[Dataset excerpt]
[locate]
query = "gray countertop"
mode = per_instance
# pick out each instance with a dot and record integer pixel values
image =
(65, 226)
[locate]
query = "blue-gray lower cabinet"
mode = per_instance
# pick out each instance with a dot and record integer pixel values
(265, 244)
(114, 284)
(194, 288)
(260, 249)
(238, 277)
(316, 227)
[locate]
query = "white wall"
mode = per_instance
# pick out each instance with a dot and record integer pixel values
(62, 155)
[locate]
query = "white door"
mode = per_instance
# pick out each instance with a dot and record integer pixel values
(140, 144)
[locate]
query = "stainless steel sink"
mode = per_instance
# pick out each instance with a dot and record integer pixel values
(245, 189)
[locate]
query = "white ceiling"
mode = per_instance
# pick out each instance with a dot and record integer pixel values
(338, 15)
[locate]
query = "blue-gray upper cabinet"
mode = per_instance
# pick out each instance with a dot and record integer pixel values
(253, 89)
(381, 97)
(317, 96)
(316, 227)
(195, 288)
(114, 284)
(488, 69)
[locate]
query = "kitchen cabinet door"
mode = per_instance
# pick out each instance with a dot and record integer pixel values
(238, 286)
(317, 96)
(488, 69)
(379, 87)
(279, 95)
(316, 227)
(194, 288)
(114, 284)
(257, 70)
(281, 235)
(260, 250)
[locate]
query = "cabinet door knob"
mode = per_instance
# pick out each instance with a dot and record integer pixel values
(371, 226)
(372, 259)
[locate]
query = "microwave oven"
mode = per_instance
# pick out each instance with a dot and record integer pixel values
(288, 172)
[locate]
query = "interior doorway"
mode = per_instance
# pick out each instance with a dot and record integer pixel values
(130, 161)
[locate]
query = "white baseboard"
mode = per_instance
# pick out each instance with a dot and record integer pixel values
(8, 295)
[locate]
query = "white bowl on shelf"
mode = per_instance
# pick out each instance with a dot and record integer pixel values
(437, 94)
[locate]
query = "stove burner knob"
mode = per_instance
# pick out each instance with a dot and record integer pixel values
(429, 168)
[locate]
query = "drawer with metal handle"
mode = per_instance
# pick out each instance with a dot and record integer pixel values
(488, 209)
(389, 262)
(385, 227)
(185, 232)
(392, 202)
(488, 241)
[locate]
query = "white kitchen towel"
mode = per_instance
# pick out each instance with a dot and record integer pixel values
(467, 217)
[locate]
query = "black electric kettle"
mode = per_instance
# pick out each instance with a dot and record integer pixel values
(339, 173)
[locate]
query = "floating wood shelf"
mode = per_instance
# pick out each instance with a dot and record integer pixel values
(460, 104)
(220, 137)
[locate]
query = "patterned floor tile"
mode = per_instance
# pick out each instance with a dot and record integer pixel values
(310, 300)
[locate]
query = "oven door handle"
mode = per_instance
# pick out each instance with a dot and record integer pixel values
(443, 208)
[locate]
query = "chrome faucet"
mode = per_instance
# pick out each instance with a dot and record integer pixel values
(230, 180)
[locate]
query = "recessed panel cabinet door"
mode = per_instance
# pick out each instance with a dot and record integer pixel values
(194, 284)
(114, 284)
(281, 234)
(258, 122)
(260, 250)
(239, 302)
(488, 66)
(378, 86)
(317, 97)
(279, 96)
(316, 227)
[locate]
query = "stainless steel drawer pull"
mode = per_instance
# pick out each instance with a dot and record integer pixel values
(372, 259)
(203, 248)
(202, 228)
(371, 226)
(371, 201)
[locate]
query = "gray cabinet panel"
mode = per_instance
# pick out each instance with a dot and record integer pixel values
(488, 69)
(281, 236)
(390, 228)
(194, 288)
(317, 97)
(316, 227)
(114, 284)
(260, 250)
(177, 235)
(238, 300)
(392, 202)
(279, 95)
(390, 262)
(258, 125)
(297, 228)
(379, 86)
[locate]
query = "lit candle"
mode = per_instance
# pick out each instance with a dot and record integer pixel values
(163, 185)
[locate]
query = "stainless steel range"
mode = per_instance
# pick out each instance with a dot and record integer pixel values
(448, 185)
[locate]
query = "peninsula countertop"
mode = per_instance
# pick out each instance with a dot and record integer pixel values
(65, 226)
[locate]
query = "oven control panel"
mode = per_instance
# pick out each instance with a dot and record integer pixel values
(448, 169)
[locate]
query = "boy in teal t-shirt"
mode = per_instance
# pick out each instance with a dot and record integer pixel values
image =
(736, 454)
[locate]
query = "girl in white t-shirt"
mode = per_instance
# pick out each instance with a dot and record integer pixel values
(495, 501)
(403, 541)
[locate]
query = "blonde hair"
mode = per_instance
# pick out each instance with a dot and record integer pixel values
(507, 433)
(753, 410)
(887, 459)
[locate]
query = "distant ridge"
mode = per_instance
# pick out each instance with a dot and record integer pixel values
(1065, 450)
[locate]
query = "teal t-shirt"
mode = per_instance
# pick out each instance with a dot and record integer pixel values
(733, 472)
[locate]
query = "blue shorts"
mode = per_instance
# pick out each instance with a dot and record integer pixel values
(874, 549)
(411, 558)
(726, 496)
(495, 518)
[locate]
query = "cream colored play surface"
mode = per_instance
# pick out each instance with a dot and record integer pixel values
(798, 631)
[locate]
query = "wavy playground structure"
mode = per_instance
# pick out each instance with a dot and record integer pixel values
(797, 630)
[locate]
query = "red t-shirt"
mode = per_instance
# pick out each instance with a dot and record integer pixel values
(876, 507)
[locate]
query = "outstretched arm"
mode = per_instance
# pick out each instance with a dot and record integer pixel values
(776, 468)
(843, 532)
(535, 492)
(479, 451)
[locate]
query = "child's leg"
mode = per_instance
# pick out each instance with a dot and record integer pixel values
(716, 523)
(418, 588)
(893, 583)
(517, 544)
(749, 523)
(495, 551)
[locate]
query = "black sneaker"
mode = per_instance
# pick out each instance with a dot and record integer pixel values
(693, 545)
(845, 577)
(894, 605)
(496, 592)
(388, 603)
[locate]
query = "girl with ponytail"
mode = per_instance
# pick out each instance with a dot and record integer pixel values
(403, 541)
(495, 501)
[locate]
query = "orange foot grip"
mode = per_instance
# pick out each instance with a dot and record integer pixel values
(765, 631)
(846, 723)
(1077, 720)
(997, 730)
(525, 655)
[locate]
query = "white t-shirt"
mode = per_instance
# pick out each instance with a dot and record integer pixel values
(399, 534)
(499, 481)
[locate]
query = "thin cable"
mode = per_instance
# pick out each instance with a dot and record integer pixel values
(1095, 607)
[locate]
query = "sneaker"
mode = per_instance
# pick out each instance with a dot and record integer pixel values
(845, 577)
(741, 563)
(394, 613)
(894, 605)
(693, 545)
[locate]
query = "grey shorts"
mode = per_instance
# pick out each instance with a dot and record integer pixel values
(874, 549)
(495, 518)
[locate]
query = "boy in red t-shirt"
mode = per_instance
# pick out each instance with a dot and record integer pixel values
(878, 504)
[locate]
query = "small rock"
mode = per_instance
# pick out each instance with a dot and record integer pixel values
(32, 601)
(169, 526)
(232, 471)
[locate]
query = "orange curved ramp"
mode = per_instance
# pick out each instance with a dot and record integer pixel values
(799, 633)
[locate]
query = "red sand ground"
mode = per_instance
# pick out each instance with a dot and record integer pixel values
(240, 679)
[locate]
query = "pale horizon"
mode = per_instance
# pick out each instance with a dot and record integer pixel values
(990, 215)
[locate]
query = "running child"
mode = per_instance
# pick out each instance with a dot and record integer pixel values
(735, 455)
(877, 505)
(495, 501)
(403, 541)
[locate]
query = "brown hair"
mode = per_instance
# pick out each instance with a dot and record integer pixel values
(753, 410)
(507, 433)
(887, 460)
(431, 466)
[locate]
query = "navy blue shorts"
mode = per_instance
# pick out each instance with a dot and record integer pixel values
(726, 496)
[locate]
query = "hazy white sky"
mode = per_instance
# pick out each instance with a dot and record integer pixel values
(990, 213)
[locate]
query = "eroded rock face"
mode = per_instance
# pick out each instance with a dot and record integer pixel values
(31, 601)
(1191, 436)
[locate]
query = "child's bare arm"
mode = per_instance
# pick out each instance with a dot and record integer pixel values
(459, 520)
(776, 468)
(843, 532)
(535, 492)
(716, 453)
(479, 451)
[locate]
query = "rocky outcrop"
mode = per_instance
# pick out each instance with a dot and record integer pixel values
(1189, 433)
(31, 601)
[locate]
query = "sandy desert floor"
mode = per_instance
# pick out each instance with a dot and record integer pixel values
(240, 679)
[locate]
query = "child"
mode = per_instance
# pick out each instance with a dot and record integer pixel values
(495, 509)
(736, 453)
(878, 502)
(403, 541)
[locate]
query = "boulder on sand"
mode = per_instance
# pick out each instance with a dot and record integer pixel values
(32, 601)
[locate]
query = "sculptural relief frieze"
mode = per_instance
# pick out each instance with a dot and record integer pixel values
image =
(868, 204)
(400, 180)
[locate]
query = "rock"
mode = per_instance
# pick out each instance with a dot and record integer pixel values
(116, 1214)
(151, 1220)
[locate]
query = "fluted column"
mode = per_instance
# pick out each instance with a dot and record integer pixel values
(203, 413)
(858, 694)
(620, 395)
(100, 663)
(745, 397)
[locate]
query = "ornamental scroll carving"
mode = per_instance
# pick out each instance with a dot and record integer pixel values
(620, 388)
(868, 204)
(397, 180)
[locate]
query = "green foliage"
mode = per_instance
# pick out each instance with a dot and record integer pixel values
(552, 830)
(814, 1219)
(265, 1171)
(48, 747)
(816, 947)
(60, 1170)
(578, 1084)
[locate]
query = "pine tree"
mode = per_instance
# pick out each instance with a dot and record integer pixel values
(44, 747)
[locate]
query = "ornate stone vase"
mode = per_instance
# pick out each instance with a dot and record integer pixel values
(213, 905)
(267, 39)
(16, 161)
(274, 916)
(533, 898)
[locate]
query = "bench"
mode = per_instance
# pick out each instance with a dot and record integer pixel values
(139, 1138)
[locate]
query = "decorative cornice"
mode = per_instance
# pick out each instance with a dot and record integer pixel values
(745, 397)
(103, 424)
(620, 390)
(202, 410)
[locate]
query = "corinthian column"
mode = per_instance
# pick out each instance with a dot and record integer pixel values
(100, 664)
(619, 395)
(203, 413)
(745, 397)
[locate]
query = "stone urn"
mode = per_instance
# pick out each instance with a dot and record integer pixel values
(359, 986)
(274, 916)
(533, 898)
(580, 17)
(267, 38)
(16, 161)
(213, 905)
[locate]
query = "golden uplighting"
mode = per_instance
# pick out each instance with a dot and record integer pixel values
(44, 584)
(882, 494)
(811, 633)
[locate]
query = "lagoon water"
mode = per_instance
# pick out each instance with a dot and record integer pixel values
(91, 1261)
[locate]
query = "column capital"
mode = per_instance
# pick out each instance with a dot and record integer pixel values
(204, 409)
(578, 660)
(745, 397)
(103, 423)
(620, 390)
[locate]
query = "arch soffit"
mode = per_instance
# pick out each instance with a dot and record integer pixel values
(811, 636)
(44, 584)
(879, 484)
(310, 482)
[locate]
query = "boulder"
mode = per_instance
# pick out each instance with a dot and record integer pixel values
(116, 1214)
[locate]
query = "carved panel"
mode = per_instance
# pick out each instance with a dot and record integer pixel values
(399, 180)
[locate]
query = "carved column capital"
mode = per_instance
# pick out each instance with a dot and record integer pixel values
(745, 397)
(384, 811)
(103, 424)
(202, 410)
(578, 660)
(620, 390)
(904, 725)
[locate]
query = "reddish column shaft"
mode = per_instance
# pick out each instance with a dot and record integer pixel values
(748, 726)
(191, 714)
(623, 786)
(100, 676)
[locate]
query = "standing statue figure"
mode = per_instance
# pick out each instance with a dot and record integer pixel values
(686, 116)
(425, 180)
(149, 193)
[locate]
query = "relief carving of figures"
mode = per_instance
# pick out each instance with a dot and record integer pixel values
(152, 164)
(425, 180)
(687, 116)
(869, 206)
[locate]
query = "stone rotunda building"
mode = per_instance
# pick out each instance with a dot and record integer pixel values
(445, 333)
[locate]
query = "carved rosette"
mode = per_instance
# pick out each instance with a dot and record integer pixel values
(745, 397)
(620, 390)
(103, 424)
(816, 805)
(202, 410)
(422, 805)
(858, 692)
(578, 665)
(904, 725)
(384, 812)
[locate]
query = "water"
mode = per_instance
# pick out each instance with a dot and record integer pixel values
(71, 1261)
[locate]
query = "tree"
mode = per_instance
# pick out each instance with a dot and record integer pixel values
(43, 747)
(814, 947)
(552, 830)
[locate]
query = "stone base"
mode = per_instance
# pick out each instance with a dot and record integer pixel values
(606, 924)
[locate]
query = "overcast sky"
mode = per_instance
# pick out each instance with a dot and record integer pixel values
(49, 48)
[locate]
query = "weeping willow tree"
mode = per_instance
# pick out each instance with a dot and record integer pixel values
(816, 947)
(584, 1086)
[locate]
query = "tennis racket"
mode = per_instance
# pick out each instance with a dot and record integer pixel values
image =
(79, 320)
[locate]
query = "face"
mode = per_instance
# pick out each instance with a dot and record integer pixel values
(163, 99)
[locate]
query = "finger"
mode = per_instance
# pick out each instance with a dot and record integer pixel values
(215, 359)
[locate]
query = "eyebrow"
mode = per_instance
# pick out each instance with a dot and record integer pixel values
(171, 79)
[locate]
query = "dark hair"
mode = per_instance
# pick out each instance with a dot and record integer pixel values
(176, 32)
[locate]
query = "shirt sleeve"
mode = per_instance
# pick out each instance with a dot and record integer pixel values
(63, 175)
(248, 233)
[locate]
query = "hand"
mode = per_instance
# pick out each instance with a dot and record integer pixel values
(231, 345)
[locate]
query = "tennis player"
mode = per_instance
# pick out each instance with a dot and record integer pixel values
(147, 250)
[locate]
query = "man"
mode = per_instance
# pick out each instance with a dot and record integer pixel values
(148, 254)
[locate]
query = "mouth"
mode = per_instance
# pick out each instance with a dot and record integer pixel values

> **Given problem**: Extract each line of the rows above that contains the word "carved".

> **Solution to this problem**:
query = "carved panel"
query = "carved column capital"
query = "carved rosette"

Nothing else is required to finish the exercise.